### What is asked
Reproduce the rows from the line with "Expected: for every instance of the wire" up to and including the line with "x=141 y=243". Keep every line as it stands, but offset each x and y coordinate in the answers by +30.

◇ ◇ ◇ ◇ ◇

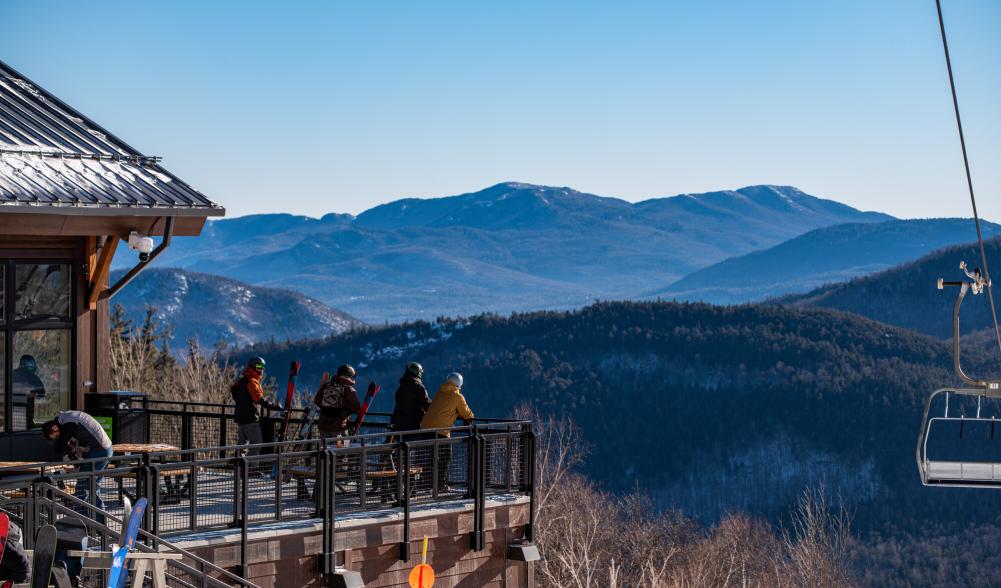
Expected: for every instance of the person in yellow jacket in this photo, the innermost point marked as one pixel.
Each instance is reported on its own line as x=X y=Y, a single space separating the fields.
x=447 y=406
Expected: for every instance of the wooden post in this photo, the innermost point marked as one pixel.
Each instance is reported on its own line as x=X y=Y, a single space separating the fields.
x=99 y=273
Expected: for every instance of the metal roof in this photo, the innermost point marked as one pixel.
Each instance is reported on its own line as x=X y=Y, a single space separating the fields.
x=54 y=159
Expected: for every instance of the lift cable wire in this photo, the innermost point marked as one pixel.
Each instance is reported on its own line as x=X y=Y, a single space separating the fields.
x=969 y=177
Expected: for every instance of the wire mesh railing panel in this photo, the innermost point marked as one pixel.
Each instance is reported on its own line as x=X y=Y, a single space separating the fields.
x=166 y=428
x=438 y=469
x=194 y=495
x=380 y=480
x=504 y=468
x=349 y=487
x=209 y=431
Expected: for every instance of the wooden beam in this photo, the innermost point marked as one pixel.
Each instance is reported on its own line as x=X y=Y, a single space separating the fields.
x=100 y=273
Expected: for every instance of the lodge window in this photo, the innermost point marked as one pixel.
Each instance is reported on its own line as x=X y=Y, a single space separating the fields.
x=37 y=343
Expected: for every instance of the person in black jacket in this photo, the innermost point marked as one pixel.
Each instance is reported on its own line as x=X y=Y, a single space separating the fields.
x=411 y=400
x=14 y=565
x=78 y=436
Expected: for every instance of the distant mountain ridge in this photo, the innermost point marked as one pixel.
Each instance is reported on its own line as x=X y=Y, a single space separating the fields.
x=906 y=296
x=508 y=247
x=825 y=255
x=710 y=409
x=213 y=309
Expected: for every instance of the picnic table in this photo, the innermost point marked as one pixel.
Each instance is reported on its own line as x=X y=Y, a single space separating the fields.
x=26 y=469
x=124 y=449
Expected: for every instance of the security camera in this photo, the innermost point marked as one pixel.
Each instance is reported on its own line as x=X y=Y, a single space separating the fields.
x=141 y=243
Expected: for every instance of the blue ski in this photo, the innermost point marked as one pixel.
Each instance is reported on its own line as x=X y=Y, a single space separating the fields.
x=118 y=575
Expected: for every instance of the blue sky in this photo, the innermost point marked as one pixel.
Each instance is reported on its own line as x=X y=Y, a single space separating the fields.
x=310 y=107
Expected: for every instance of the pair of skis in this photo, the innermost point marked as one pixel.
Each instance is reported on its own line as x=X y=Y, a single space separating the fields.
x=44 y=568
x=311 y=410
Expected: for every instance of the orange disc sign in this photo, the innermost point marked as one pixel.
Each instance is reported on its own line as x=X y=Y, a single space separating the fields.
x=422 y=576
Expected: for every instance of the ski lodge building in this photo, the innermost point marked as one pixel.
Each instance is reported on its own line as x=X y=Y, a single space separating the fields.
x=308 y=513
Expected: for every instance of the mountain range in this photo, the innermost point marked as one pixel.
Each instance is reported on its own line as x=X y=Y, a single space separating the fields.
x=822 y=256
x=710 y=409
x=907 y=296
x=511 y=246
x=211 y=309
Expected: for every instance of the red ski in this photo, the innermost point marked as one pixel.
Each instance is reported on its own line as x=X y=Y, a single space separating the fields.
x=293 y=373
x=369 y=396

◇ ◇ ◇ ◇ ◇

### Worked answer
Expected: for every instance of the wire mesh railing panel in this photo, the innermost point marked as one pixel.
Each instance is reported on its own line as x=X y=Y, a single space separating the fields.
x=196 y=458
x=468 y=499
x=224 y=525
x=410 y=510
x=534 y=498
x=379 y=517
x=239 y=461
Expected: for every instance of the wooden beam in this photo, the innermost point marked as one pixel.
Each instance is reported on its own line as x=X y=Y, a single space separating the fields.
x=130 y=303
Expected: for every instance of the lodge window in this photo, the innermost point marked as one pixel.
Each instance is reported on its own line as x=X y=Y, a single space separating the fields.
x=67 y=373
Expected: for every instance of the person in black jacket in this photo, the innermost point marked as one pixel.
Each instance is reported on its own line as x=X y=Y, a single space separating the fields.
x=441 y=430
x=44 y=595
x=108 y=466
Expected: for every instance of the distant mountain ridge in this photo, the innermost point marked as one pixel.
Each instance is reported on its own line as x=X y=Y, a single space separating the fields.
x=936 y=326
x=538 y=277
x=855 y=285
x=740 y=439
x=243 y=339
Expected: for every instance of the picnic table in this photo, the innermost point marked as one pixel.
Each instance is reported on its own line as x=X y=Y, a single space separating the fields.
x=56 y=499
x=154 y=479
Expected: for every instance of the security camera in this photo, the innermost point marked as one pixel.
Each instance is reported on its own line as x=X y=Y, a single space separating the fields.
x=171 y=273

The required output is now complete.